# Work to be completed
All that should be output is the block of lines below from the line with "of the paved" to the line with "Phrase: paved plaza", both included, exactly as written.

**** Data supplied ****

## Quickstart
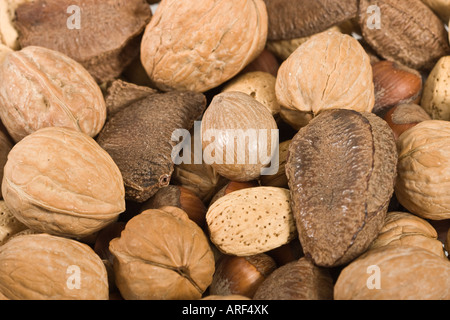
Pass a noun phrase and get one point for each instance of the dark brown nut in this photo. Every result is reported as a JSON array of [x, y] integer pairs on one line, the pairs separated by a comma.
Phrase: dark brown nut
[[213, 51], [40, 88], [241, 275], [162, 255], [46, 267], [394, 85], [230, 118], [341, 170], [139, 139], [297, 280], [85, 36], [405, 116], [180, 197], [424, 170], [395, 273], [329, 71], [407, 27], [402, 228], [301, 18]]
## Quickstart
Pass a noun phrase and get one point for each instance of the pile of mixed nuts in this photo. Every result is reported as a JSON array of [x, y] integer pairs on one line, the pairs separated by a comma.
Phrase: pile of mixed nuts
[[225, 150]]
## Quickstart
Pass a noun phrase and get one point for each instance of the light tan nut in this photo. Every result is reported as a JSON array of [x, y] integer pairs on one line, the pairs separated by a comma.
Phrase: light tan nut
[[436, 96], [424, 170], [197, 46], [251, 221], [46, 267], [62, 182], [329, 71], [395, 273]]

****
**** Data supplied ****

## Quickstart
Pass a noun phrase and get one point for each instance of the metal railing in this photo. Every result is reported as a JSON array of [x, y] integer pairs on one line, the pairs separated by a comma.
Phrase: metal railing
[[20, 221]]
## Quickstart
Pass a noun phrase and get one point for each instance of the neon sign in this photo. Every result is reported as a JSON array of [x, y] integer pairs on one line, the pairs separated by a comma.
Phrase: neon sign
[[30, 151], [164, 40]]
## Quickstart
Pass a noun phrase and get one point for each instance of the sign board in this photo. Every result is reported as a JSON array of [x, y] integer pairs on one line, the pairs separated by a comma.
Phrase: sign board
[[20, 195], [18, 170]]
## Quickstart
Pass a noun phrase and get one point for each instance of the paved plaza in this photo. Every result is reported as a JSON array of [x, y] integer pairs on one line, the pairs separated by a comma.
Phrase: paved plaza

****
**** Data supplied ****

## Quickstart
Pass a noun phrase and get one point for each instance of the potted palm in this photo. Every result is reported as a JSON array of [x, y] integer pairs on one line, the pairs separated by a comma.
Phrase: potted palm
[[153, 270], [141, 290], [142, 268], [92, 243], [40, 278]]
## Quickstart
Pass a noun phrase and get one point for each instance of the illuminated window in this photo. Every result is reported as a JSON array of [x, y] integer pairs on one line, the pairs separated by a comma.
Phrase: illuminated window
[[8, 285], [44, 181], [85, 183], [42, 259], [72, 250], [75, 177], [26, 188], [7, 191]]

****

# Result below
Pass a noun phrase and get one point for each instance of the paved plaza in this photo. Every result is reported as a JSON array of [x, y] integer pairs on one line, the pairs separated by a comma.
Phrase: paved plaza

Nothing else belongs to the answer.